╔══

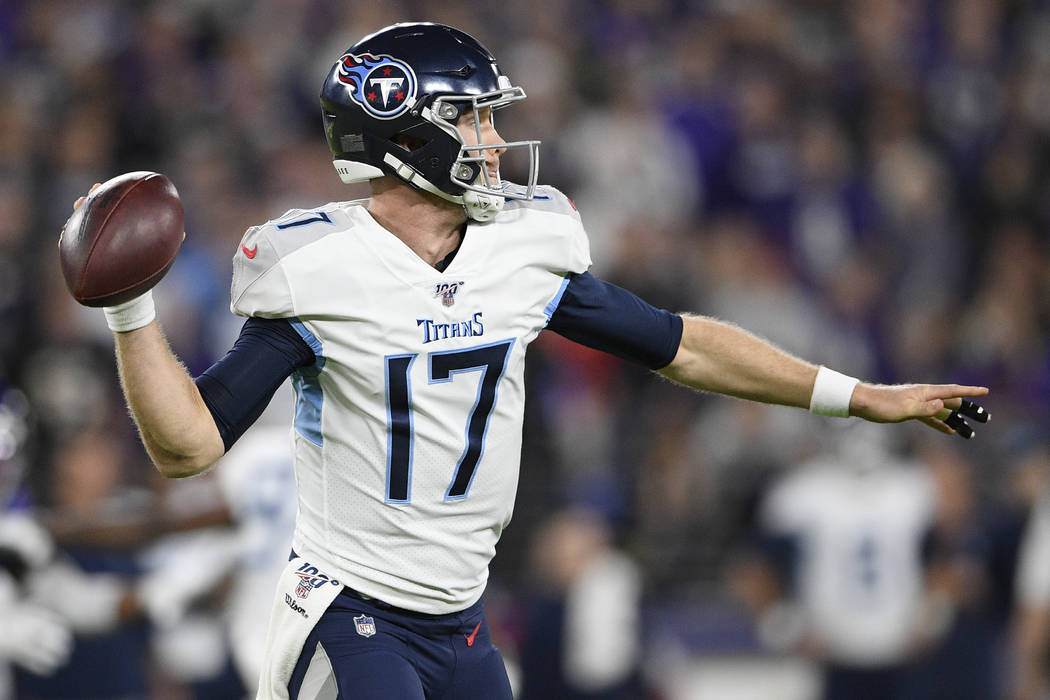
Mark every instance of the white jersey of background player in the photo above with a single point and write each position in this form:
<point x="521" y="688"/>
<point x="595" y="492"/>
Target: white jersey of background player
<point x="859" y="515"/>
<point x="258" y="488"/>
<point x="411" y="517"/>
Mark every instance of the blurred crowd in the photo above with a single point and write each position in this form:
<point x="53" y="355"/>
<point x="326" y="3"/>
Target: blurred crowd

╚══
╔══

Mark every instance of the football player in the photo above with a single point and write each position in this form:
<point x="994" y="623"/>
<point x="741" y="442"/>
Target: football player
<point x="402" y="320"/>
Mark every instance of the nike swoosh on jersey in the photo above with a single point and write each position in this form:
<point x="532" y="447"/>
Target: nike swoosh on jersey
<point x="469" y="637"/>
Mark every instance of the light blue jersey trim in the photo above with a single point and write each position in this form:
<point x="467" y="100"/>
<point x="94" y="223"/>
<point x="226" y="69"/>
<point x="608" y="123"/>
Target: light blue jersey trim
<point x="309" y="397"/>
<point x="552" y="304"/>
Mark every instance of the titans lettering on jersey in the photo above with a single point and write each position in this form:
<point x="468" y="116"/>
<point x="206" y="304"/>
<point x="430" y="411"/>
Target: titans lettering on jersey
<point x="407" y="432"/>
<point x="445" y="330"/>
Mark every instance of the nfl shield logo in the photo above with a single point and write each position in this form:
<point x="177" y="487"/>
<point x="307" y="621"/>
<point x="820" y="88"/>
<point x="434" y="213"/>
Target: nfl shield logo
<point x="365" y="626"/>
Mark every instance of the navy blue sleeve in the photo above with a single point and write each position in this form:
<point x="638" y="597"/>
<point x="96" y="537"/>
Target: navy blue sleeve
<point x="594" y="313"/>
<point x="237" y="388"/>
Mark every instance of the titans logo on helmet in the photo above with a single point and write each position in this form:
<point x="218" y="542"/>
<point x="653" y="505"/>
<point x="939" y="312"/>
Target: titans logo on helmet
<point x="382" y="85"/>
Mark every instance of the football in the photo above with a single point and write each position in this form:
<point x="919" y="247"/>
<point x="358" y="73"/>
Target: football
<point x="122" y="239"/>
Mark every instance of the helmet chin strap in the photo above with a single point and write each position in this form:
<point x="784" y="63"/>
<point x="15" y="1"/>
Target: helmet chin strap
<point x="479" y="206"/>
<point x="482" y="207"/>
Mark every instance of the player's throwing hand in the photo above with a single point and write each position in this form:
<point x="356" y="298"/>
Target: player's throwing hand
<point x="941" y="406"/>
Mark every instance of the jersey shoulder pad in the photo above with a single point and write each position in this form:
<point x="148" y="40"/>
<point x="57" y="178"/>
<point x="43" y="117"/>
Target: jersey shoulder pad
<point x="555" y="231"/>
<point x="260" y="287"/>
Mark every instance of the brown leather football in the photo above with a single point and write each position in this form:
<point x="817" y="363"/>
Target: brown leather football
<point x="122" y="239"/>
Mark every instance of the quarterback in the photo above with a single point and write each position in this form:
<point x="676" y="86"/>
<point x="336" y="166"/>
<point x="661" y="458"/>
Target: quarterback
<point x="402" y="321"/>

╚══

Exercise goal |
Report, word for word, each line of the entries above that contains the string "strap".

Response to the exercise |
Mark every instance of the helmet chin strap in the photo above with a single point and write each position in this form:
Target: helmet chin strap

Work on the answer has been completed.